What you have to do: For the entries below, state how many lines contain the word "portable" and add nothing else.

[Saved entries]
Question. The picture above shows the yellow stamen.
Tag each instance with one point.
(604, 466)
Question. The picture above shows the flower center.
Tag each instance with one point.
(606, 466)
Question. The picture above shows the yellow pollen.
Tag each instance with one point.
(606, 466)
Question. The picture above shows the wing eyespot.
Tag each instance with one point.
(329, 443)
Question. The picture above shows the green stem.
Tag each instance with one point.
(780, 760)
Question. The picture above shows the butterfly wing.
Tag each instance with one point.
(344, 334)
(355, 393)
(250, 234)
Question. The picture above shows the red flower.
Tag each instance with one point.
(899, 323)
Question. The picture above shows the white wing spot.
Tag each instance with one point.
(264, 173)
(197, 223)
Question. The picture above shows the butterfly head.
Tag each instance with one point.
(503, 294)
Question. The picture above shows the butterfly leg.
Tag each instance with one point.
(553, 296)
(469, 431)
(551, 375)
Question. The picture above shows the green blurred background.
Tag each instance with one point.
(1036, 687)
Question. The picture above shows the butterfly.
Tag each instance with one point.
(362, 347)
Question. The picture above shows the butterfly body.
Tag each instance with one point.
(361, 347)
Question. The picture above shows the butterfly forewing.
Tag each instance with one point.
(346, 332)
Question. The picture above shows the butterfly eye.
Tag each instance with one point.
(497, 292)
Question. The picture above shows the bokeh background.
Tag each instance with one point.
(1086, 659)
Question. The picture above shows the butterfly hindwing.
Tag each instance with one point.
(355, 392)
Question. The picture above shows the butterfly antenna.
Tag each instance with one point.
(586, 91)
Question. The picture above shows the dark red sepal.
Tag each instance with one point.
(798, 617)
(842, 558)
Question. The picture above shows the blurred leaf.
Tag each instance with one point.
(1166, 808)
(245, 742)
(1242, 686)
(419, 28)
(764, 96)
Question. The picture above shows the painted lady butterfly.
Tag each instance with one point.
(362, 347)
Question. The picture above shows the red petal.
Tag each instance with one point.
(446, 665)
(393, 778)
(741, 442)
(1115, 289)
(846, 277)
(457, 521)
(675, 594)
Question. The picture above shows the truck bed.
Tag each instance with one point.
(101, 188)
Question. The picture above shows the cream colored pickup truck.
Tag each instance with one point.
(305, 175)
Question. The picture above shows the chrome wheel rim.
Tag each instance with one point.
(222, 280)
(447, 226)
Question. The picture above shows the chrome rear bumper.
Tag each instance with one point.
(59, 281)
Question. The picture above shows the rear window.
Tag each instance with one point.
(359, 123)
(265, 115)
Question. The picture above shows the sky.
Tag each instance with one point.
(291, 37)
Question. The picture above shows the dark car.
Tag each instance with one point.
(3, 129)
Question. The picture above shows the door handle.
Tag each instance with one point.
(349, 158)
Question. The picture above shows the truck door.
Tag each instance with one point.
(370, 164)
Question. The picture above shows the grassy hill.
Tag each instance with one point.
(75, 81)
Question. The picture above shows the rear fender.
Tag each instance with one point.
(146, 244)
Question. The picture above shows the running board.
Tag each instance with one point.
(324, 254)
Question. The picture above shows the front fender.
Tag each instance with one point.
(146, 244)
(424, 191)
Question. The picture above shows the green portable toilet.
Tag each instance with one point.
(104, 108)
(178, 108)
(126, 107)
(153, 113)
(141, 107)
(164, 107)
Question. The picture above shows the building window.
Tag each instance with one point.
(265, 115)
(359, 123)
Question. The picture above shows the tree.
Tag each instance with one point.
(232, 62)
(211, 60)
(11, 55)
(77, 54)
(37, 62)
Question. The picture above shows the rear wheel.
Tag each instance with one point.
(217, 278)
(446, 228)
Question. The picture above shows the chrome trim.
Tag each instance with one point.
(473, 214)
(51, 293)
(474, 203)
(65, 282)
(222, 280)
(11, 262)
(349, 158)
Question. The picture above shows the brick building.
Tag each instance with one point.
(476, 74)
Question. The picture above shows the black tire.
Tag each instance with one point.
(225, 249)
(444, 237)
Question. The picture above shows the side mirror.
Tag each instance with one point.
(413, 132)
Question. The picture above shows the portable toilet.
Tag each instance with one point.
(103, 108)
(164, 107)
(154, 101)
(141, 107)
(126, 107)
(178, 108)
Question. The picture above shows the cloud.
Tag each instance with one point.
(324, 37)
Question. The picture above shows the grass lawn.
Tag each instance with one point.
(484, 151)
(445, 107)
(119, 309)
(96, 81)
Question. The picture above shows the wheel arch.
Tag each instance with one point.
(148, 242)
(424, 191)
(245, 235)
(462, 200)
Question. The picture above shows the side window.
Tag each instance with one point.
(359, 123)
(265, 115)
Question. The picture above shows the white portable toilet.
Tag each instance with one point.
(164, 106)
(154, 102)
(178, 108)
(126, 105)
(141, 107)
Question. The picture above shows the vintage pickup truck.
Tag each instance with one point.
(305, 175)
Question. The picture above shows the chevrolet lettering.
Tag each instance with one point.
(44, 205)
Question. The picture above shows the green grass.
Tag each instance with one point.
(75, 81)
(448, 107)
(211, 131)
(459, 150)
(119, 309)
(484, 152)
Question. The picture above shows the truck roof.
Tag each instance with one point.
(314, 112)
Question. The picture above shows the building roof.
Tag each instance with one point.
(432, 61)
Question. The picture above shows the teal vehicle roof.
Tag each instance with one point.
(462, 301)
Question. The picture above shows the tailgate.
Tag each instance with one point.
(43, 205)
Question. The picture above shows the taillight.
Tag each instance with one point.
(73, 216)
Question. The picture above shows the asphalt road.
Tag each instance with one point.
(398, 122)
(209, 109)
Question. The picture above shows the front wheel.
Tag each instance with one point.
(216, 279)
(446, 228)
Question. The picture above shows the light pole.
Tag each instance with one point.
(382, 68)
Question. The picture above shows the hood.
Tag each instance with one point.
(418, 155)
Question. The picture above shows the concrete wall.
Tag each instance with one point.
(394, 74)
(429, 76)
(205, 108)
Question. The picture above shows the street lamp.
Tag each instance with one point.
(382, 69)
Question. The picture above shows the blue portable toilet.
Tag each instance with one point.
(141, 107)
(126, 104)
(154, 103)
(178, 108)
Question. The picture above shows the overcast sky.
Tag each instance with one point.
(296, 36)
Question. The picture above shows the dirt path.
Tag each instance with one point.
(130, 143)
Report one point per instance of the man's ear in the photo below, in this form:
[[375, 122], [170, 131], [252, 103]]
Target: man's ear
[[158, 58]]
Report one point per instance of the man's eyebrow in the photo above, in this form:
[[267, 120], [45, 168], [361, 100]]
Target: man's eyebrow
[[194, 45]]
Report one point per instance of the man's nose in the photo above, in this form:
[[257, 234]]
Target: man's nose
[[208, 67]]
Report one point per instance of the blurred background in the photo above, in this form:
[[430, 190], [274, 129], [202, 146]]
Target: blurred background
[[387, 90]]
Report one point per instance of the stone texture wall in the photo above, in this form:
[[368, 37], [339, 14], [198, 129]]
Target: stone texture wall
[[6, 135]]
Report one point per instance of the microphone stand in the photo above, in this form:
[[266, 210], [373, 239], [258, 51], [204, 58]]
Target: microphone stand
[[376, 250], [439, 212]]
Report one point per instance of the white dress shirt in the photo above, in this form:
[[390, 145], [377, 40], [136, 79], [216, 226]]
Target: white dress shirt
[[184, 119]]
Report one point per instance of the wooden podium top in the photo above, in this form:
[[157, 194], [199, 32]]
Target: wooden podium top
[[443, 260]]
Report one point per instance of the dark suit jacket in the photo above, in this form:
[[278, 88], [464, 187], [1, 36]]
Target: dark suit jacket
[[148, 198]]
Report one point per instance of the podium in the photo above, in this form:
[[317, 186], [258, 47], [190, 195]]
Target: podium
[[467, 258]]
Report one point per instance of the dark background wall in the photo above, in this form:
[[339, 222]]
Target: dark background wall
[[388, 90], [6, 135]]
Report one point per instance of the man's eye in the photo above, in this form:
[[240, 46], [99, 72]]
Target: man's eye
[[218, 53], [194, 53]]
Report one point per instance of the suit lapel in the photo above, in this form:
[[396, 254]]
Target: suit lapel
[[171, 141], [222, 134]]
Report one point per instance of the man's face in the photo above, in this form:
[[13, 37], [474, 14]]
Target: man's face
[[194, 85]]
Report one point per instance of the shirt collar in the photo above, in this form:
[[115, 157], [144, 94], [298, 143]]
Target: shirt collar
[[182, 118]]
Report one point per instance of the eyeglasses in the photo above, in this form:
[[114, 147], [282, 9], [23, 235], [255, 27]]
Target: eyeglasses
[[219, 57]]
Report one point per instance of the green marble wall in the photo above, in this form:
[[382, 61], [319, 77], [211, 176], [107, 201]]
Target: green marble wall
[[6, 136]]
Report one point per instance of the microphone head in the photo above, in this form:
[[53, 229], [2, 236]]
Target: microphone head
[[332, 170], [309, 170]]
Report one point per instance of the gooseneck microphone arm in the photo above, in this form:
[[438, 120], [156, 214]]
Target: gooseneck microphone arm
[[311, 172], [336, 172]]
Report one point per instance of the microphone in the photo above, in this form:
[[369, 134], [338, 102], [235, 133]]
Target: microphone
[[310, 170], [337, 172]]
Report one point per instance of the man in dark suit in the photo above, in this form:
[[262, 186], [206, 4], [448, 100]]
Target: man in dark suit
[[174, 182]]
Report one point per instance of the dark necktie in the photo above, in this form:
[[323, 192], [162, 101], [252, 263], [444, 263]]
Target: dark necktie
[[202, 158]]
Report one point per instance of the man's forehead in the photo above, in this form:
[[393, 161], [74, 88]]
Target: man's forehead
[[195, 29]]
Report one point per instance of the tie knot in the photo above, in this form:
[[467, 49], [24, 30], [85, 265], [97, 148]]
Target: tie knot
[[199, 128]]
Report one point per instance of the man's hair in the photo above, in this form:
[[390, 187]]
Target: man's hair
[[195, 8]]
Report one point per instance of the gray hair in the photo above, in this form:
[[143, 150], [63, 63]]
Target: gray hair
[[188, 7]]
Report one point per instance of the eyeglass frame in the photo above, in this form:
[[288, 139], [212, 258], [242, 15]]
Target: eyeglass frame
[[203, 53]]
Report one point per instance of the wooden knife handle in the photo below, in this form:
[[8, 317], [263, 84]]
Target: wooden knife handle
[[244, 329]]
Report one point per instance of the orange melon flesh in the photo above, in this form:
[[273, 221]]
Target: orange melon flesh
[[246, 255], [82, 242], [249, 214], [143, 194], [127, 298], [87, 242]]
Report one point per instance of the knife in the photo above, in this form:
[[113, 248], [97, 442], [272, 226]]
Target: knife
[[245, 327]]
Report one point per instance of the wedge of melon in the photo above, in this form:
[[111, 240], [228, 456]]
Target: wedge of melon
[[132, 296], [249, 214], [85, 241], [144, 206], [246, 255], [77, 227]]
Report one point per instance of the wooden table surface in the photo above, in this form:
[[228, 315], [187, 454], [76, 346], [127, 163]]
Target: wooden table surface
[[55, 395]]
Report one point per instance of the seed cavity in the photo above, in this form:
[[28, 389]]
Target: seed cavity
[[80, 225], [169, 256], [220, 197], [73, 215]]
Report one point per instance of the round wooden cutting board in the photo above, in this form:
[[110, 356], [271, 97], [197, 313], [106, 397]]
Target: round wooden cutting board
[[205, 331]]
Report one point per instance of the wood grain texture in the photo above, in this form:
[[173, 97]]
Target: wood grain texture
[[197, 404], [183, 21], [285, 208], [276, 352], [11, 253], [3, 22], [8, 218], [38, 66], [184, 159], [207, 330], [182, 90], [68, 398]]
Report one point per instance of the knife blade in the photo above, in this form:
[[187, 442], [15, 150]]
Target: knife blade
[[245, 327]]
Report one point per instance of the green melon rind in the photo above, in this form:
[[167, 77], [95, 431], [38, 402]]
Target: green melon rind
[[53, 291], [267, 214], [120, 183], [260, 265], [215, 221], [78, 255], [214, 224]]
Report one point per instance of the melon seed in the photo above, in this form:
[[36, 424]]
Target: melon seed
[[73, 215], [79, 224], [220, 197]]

Task output: 4